> **WHAT TO PRODUCE**
Word for word, reproduce the records that follow.

> **Dataset entries**
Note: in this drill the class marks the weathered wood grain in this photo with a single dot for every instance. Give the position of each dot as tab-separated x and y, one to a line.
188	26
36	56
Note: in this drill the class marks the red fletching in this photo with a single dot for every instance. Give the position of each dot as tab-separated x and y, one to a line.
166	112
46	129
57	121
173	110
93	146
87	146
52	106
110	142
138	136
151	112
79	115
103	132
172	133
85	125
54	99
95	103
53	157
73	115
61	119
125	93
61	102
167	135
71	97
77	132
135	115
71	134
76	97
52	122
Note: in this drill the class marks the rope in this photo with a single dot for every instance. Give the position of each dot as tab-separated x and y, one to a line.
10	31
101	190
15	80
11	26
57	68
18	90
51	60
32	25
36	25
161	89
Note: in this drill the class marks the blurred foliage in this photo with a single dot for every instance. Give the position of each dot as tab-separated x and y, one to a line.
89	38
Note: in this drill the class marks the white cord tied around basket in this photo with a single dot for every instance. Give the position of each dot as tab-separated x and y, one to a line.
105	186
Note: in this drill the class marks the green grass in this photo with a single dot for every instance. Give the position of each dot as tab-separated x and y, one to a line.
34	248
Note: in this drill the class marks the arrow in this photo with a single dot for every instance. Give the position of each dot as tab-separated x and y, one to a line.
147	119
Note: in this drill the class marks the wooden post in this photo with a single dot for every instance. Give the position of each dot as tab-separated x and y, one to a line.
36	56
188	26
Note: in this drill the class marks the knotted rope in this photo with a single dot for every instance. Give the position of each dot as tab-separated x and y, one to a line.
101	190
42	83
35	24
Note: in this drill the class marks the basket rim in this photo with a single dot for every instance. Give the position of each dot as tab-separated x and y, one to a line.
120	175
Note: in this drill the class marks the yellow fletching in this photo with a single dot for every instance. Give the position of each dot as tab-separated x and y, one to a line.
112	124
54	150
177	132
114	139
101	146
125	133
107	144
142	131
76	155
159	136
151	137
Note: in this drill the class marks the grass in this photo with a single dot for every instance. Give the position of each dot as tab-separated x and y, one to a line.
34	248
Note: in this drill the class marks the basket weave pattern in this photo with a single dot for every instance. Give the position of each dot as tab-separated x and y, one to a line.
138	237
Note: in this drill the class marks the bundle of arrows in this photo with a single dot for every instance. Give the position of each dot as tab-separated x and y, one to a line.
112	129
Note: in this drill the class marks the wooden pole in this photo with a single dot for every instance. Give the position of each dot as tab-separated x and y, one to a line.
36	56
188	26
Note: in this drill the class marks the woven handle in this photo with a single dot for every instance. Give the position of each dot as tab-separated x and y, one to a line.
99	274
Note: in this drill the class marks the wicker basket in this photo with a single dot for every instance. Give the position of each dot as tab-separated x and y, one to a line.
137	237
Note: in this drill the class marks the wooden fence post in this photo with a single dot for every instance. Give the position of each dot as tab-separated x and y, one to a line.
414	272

> **OUTPUT**
Note: in this drill the class marks the weathered wood grain in this photo with a single dot for every instance. Give the position of each dot as tab-separated x and y, one to a line.
188	26
36	56
Note: in this drill the class marks the red fletching in this photo with a single dot for every instance. Give the position of each dot as tab-separated x and y, one to a line.
166	112
46	129
57	121
173	110
93	146
87	146
52	106
110	142
138	136
151	112
79	115
103	132
172	133
85	125
54	99
95	103
53	157
73	115
61	119
125	93
61	102
167	135
71	97
77	132
135	115
71	134
76	97
52	122
Note: in this drill the class marks the rope in this photo with a single dot for every instance. Give the position of each dot as tab-separated x and y, one to a line.
10	31
101	190
15	80
11	26
57	68
18	90
51	60
32	25
36	25
161	89
Note: in this drill the class marks the blurred foliage in this photo with a single dot for every instance. Give the position of each dot as tab-separated x and y, one to a line.
89	38
Note: in this drill the class marks the white cord tied around basket in this photo with a single dot for every instance. Give the position of each dot as tab-separated x and y, one to a line.
105	186
Note: in this drill the class marks the green grass in this photo with a single dot for every instance. Give the position of each dot as tab-separated x and y, one to a line.
34	248
Note: in this drill the class marks the arrow in this photo with a single dot for every instance. Give the position of each dot as tab-separated x and y, one to a line.
147	119
Note: in this drill the class marks the wooden post in this photo with a single dot for every instance. Give the position of each dot as tab-separated x and y, one to a line.
36	56
188	26
Note: in this drill the class marks the knotted rope in this photo with a single dot for every instance. Give the position of each dot as tab-separated x and y, one to a line.
101	190
42	83
35	24
Note: in this drill the class marks the basket rim in this photo with a single dot for every instance. Give the position of each dot as tab-separated x and y, one to a line.
120	175
Note: in this drill the class marks the yellow fletching in this photo with a single dot for every instance. Give the position of each dot as tab-separated x and y, one to a line.
112	124
54	150
177	132
114	139
101	146
125	133
107	144
142	131
76	155
159	136
151	137
Note: in this drill the class marks the grass in this photo with a single dot for every instance. Give the position of each dot as tab-separated x and y, one to a line.
34	248
Note: in this drill the class marks the basket weave pattern in this photo with a single dot for every instance. Give the position of each dot as tab-separated x and y, one to a line.
138	237
Note: in this drill the class marks the bundle of arrows in this photo with a single dot for every instance. Give the position of each dot as tab-separated x and y, one to a line.
112	129
Note: in this drill the class marks the wooden pole in this photo with a single dot for every instance. Give the position of each dot as tab-separated x and y, one to a line.
36	56
188	26
Note: in this drill the class marks the woven handle in this photo with a single dot for every instance. Give the position of each dot as tab-separated x and y, one to a line.
99	274
Note: in this drill the class marks the wicker basket in this photo with a single dot for every instance. Give the position of each dot as tab-separated x and y, one to a line.
137	237
Note: in this drill the class marks the wooden fence post in this photo with a single dot for every instance. Give the position of each dot as tab-separated x and y, one to a line.
414	272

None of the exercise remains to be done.